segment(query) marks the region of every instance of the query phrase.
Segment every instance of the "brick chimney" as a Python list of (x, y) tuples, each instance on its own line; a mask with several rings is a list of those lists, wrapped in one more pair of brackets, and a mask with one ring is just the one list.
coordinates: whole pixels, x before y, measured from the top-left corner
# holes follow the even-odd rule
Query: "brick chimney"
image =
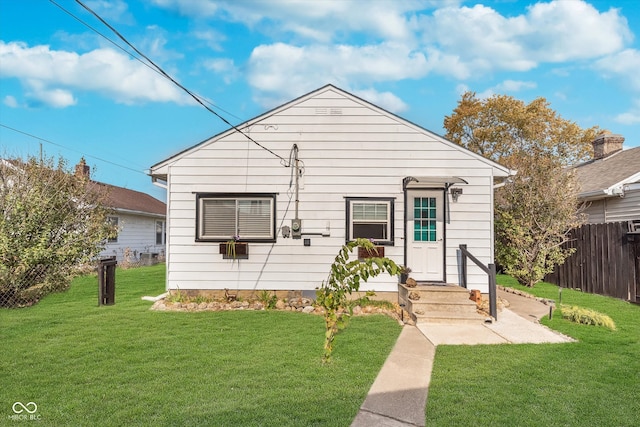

* * * * *

* _What this task involves_: Copy the text of the entry above word for word, with every line in its original order. Leave the picture out of your copy.

* _Result of the exercise_:
segment(query) marks the region of every instance of the query phrase.
Segment every instance of the "brick chimney" as a Python list of (x, y) tuples, each instance on its own line; a mask with several rings is a list of those lists, wrapped in one more pair of brackets, and a mask with one ring is just the one list.
coordinates: whole pixels, x before y, measured from the top-left corner
# holes follow the even-odd rule
Query: "brick chimney"
image =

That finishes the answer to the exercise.